◆ Consigne A
Selon le texte sur le veuvage au Sénégal, qui régule souvent la période de viduité des veuves ?

Le veuvage est défini comme étant l’état juridique et social d’une personne qui a perdu son époux ou son épouse. Fortement influencé par les réalités socioculturelles, le veuvage est une chape de plomb pour les femmes avec de multiples interdits et contraintes.
Par AFB avec AMD
Isolées, sur une natte ou un matelas à même le sol. Parfois couvertes de la tête aux pieds (avec un pagne tissé pour les membres inférieurs), le quotidien de la veuve sénégalaise est rythmé de contraintes : interdiction de manger avec les membres de la famille, de porter des bijoux et habits de valeur ou en couleur, de se laver certains jours, de se tresser, de se coucher sur le lit conjugal, de parler de mondanité. Longue est la liste compilée à laquelle la nouvelle veuve qui ne doit sortir que très tôt le matin ou tard le soir doit se plier. Elle doit aussi oublier certains outils modernes (téléphone, télévision…) pendant toute la période de viduité.
Cette période charnière dans la vie des veuves est souvent régulée par la belle-famille. L’auteure Mariama Ba, dans son excellent roman Une si longue lettre se désolait déjà de certaines pratiques : La veuve est détressée avant son bain rituel. L’identité de la coiffeuse témoigne de ses relations avec sa belle-famille. C’est un moment de reconnaissance ou de mépris voire d’humiliation pour toute veuve, en sus de sa douleur née de la perte de son époux. Une souffrance qui atteint son paroxysme lorsqu’une inconnue la décoiffe.
« Ma peine était double. Le deuil de mon mari était aussi pénible à vivre que l’humiliation de ma belle-famille. Mes belles-sœurs ont fait appel à une personne étrangère, de caste inférieure pour me détresser », confie Collé, amère.
Tout le contraire de Mme Diop dont les soeurs de son défunt conjoint se sont acquittées à la tâche « sans compliments ni dédain. D’ailleurs, je m’en fichais plus ou moins. J’étais plus préoccupée par l’absence définitive de l’homme avec qui j’avais fondé un foyer heureux. »
Chez la famille Diao, Amadou, le cadet s’indigne de l’isolement social de sa mère. « J’ai perdu mon père au mois de juin et maintenant, je ne peux plus partager les repas avec maman ».
Des pratiques culturelles qui n’ont aucun fondement religieux.

◆ Enregistrements présentés
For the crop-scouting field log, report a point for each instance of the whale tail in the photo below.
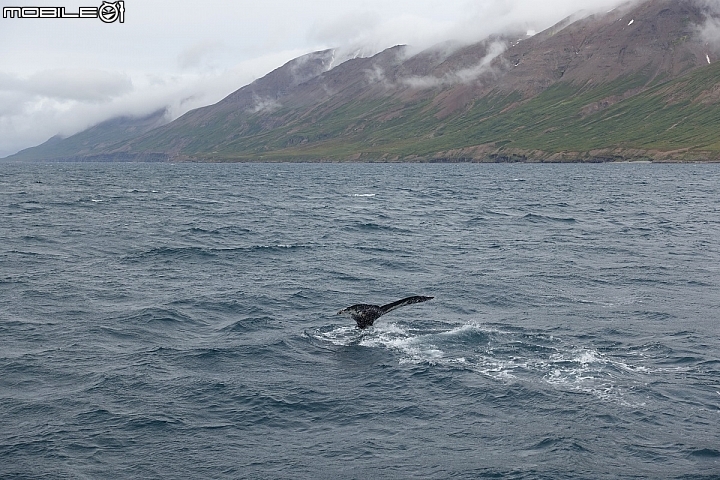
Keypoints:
(365, 315)
(401, 303)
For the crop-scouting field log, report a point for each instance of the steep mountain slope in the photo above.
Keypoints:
(636, 82)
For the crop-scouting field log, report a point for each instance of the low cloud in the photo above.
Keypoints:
(465, 75)
(84, 85)
(710, 30)
(34, 108)
(264, 105)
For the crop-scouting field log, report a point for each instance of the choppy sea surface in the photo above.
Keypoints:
(179, 321)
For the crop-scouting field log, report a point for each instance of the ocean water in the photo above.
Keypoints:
(179, 321)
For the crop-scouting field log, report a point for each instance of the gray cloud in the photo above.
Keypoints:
(188, 56)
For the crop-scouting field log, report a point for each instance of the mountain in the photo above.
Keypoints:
(92, 143)
(639, 82)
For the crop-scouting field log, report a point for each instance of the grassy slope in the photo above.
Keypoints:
(664, 117)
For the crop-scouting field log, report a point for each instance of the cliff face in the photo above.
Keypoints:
(637, 82)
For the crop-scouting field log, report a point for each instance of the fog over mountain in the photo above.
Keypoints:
(61, 76)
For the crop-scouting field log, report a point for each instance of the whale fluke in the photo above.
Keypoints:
(365, 315)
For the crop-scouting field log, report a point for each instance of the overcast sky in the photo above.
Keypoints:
(60, 76)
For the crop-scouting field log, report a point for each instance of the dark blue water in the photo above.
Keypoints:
(178, 321)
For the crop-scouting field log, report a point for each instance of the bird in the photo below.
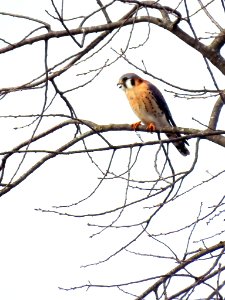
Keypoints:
(148, 103)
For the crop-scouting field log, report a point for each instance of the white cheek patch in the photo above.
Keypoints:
(129, 84)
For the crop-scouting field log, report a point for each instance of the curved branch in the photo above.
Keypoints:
(181, 266)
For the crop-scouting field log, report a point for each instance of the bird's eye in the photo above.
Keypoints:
(130, 83)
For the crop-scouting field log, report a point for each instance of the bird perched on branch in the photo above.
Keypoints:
(150, 106)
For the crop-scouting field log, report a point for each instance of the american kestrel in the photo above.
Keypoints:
(150, 106)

◆ Consigne B
Redimensionnez les coordonnées des points dans les réponses des enregistrements, de la ligne contenant « fluke in the photo above. » jusqu'à la fin des enregistrements, ces deux bornes comprises, en les multipliant par 0,4 et en arrondissant à l'entier le plus proche, les demis vers le haut. Recopiez uniquement ces lignes, demandes comprises, en omettant les images.

◆ Réponse A
Elle est souvent régulée par la belle-famille.

◆ Réponse B
For the crop-scouting field log, report a point for each instance of the whale fluke in the photo above.
Keypoints:
(146, 126)
For the crop-scouting field log, report a point for each instance of the overcast sky in the photo above.
Keypoints:
(24, 30)
For the crop-scouting field log, report a point for each instance of the dark blue water in the photo above.
Keypoints:
(71, 128)
For the crop-scouting field log, report a point for each instance of the bird in the photo below.
Keypoints:
(59, 41)
For the crop-scouting field log, report a point for each instance of the white cheek patch in the photo above.
Keypoints:
(52, 34)
For the crop-scouting field log, report a point for each instance of the curved branch in the photo above.
Keypoints:
(72, 106)
For the crop-scouting field log, report a point for each instance of the bird's eye in the photo above.
Keypoints:
(52, 33)
For the crop-scouting field log, report a point for each instance of the bird perched on branch in the photo above.
Keypoints:
(60, 42)
For the crop-scouting field log, report a point for each instance of the american kestrel in the photo above.
Keypoints:
(60, 42)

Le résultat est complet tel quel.